• What is expected: Write out exactly, please, the lines from the one containing "the grassy bank" to the end of the material.
◆ ◆ ◆ ◆ ◆
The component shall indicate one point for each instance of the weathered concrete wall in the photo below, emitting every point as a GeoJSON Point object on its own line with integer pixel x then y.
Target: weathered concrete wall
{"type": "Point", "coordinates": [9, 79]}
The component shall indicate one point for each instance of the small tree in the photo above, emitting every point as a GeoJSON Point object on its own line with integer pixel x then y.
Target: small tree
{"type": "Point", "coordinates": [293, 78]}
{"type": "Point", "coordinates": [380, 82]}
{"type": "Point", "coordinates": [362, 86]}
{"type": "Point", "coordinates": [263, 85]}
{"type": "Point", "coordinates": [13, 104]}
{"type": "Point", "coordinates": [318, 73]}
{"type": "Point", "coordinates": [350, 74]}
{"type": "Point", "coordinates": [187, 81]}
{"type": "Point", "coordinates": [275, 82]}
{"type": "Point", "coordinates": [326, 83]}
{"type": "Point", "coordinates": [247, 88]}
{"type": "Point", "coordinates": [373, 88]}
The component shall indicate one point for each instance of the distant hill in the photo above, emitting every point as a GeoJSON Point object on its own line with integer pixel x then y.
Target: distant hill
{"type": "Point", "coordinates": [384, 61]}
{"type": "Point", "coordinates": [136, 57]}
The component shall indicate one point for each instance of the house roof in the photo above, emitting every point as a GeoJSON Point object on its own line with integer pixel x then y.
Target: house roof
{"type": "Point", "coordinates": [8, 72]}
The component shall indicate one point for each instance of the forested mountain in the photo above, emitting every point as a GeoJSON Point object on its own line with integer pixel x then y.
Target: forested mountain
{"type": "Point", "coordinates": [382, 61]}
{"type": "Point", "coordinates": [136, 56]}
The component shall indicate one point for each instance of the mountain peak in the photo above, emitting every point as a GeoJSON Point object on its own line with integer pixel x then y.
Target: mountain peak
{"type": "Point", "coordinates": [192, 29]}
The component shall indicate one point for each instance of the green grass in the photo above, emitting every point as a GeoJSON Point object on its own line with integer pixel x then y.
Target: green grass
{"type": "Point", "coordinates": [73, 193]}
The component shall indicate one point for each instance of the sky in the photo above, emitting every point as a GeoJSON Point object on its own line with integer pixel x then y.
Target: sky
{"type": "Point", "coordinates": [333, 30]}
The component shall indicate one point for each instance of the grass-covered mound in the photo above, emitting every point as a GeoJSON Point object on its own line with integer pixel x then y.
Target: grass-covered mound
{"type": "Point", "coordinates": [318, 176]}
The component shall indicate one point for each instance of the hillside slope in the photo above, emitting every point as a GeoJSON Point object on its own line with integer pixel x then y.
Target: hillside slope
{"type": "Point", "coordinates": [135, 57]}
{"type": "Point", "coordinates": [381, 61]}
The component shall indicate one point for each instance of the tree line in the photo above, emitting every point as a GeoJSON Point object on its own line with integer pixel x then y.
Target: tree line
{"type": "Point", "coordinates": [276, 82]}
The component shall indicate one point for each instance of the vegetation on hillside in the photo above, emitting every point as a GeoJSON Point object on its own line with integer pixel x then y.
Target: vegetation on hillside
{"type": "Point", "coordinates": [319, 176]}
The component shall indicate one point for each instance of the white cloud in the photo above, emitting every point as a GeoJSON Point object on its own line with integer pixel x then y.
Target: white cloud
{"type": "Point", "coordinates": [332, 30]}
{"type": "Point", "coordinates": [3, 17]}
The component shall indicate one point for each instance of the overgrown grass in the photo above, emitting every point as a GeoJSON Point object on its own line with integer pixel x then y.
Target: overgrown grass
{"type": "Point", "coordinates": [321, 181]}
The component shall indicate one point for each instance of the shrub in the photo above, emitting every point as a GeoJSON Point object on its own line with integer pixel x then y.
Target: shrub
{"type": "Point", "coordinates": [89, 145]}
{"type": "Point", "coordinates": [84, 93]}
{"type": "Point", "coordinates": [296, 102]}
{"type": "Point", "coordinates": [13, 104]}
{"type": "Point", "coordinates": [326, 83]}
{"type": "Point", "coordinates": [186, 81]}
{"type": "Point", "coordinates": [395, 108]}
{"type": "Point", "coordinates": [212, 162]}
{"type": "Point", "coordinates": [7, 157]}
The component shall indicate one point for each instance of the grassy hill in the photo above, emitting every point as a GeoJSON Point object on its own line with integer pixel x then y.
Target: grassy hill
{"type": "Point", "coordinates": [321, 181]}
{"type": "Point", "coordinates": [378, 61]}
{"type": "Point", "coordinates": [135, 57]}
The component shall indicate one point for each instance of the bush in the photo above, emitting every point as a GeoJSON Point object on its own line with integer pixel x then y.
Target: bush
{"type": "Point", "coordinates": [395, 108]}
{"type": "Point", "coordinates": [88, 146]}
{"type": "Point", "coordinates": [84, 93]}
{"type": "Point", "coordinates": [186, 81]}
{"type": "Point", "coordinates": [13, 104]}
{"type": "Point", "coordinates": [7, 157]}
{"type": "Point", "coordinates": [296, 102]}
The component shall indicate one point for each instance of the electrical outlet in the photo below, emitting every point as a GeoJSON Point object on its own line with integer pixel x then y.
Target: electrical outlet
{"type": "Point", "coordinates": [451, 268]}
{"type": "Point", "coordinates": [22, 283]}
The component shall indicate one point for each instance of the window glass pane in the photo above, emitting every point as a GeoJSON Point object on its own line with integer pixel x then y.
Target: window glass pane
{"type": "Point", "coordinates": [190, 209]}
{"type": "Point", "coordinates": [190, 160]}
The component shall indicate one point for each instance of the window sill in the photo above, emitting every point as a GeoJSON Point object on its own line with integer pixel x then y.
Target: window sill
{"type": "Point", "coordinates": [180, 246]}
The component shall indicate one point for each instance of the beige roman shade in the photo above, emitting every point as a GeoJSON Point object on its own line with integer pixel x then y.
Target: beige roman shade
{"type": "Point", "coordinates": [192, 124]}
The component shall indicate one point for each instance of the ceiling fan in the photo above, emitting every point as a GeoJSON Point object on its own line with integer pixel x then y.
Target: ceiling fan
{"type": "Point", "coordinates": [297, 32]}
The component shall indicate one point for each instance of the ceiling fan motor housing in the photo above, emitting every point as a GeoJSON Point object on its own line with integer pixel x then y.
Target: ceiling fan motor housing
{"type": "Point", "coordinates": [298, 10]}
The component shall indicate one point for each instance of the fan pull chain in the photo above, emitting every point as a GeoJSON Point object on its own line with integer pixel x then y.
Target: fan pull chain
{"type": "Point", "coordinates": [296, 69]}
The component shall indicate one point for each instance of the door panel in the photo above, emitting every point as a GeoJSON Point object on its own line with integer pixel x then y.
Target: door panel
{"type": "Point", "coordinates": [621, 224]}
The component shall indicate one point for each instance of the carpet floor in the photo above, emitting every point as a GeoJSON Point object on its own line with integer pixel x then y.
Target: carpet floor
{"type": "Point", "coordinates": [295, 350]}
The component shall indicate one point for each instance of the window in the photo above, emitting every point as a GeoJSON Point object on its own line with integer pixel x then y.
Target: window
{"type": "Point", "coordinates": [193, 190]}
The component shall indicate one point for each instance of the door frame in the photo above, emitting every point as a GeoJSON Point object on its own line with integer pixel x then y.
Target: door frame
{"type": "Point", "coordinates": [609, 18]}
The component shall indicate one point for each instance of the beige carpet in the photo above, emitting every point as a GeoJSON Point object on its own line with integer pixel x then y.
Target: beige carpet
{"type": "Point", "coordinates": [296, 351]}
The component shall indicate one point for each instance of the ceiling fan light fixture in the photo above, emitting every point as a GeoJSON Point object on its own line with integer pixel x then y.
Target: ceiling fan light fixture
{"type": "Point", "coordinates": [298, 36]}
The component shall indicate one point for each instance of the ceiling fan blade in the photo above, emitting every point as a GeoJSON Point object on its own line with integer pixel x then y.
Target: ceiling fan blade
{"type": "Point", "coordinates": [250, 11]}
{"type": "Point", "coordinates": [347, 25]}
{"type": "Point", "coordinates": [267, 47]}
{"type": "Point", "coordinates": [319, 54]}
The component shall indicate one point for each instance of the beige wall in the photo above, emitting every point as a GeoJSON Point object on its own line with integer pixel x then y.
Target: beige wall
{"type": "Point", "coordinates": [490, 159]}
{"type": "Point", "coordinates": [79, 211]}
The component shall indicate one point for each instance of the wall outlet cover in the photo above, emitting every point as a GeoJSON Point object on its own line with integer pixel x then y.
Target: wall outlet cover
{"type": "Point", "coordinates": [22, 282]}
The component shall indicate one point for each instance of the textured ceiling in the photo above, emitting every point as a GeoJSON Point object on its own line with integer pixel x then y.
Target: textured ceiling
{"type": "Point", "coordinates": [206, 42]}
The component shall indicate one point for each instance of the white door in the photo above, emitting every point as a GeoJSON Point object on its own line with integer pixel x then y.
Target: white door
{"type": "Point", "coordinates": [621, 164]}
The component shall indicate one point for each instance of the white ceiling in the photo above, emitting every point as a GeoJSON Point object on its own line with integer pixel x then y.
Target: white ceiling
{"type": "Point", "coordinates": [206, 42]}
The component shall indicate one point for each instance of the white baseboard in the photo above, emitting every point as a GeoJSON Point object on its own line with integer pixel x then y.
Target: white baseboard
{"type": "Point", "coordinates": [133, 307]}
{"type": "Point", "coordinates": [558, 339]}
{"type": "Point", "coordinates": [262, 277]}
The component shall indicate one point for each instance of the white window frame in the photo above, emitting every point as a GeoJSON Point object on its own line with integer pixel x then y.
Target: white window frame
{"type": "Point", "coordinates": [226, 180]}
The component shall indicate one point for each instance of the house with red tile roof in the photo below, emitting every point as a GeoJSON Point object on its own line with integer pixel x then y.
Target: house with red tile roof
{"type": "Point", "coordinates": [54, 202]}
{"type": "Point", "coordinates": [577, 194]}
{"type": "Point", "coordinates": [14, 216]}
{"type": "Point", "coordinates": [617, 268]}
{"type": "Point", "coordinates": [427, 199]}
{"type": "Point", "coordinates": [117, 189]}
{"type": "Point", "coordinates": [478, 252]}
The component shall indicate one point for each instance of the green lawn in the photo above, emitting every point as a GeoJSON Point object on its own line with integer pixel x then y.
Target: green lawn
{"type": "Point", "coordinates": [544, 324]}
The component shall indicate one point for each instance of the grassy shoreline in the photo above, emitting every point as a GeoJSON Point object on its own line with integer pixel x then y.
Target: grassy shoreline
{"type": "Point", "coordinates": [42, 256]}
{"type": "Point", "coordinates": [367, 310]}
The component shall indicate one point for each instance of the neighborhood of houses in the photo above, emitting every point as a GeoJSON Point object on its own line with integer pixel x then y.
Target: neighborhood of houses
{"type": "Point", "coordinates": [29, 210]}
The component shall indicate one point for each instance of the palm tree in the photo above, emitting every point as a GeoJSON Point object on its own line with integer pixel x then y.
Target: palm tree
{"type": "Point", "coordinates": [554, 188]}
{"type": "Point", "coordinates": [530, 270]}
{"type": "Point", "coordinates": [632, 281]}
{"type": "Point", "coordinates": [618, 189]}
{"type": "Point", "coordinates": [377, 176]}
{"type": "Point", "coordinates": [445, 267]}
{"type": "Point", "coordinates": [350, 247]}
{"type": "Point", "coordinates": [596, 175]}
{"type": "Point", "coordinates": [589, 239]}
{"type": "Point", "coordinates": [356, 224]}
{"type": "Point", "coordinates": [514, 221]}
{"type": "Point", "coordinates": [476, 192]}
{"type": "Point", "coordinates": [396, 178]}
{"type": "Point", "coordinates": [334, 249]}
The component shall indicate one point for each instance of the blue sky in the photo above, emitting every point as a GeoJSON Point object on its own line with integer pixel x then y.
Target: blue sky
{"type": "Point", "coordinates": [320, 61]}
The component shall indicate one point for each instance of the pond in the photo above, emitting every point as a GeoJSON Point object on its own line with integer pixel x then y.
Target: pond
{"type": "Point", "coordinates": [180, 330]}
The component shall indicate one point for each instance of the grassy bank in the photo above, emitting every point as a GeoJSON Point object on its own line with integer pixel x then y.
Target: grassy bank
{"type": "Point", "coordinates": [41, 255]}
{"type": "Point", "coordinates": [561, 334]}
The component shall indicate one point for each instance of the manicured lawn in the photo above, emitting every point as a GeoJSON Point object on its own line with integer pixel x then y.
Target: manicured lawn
◆ ◆ ◆ ◆ ◆
• Response to the task:
The component shall indicate one point for each instance of the grassy bank in the photo above, emitting every point as a GeoJSON Point object on its own line with integer pixel x then y.
Target: grassy bank
{"type": "Point", "coordinates": [41, 255]}
{"type": "Point", "coordinates": [561, 334]}
The component shall indicate one point for each instance of the manicured lawn in the photo above, emitting every point as a GeoJSON Point object on its own line with integer pixel x then y.
Target: manicured lawn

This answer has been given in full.